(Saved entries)
·····
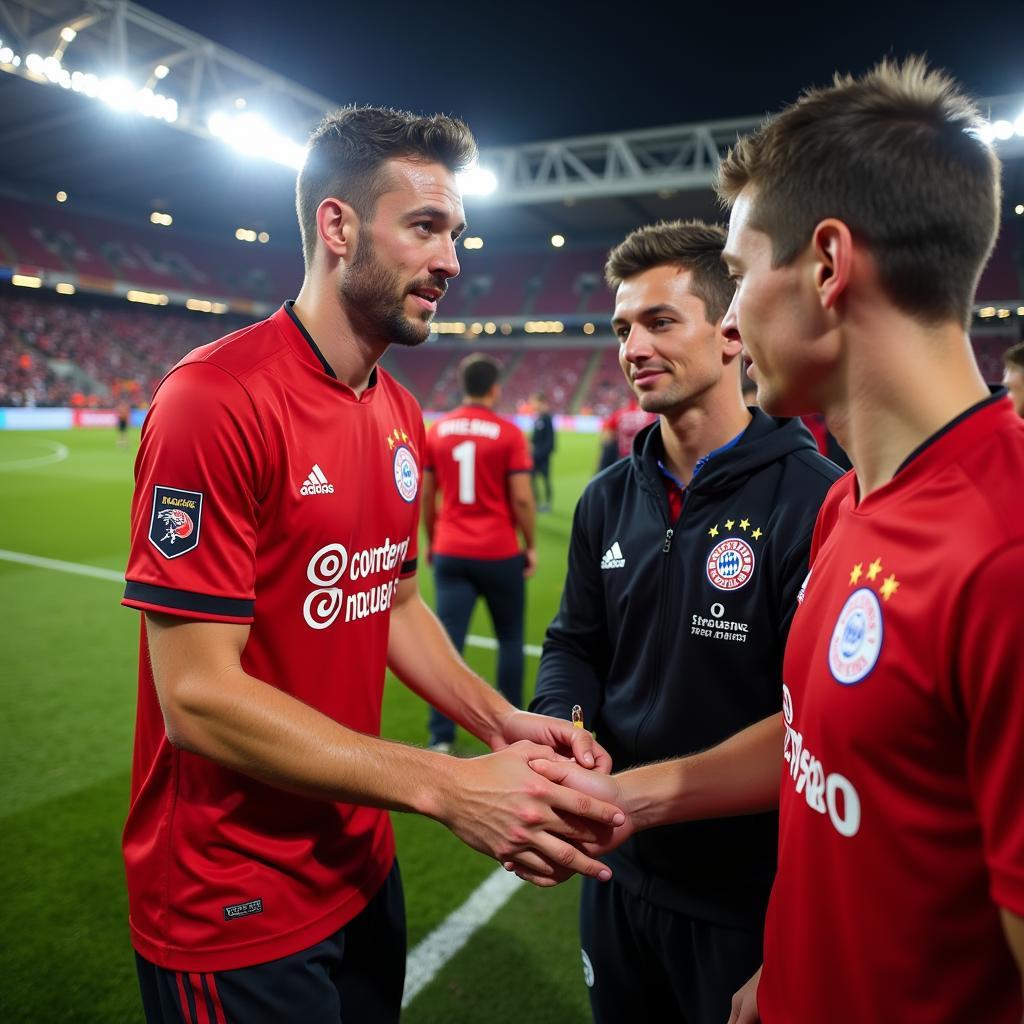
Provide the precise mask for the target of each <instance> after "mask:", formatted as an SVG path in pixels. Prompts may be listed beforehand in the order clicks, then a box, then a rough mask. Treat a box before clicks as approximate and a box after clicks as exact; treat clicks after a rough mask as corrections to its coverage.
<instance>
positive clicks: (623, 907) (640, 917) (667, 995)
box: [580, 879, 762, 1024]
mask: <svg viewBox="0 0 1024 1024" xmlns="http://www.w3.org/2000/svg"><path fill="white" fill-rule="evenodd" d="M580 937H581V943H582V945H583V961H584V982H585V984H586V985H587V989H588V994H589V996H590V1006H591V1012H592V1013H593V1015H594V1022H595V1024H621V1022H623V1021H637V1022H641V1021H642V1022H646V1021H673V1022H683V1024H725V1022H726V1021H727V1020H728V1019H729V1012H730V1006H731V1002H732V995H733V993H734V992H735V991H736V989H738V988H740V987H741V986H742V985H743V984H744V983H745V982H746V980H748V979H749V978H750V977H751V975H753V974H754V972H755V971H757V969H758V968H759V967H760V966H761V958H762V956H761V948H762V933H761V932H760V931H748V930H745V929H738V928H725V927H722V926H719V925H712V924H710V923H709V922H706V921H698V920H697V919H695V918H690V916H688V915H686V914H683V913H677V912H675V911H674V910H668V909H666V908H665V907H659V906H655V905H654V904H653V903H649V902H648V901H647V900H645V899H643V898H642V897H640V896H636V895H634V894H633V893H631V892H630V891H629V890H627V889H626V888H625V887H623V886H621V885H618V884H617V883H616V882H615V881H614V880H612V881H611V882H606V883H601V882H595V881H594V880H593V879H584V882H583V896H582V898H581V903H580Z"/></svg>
·····
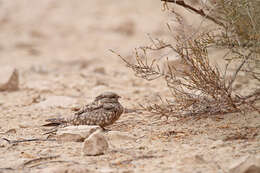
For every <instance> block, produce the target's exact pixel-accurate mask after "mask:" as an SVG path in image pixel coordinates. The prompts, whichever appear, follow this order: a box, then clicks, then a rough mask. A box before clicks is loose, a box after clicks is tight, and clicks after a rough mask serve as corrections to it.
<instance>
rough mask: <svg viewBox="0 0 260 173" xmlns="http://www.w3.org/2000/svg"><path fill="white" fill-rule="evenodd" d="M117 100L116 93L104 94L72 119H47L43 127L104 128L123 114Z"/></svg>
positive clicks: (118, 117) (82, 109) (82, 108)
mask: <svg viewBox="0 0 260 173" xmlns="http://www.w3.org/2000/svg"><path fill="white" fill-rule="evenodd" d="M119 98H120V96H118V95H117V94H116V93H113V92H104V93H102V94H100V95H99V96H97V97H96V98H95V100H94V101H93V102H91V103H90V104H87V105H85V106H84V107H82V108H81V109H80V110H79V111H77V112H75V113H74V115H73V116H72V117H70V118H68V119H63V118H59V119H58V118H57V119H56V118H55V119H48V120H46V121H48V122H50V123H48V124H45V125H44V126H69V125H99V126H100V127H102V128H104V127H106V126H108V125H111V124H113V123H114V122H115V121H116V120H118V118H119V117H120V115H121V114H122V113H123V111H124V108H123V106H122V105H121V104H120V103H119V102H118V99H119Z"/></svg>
·····
**EXERCISE OBJECTIVE**:
Select every line of the records holding the string "instance".

**RESPONSE TO THIS EXERCISE**:
Provide the precise mask for the target of each <instance> after "mask:", formatted as an SVG path in pixels. Prompts may be listed beforehand in the order clicks, then a box, then a rough mask. Treat a box before clicks as approximate and a box after clicks as exact; treat clicks after a rough mask as corrections to its coverage.
<instance>
For every <instance> block, produce the target's exact pixel-accurate mask after "mask:" as an SVG path in image pixel coordinates. The prompts, whichever appear, follow this order: a box, then clicks, then a rough mask. A box before clicks is loose, a box after clicks is tight, and clicks after a rough mask serve as corrections to it.
<instance>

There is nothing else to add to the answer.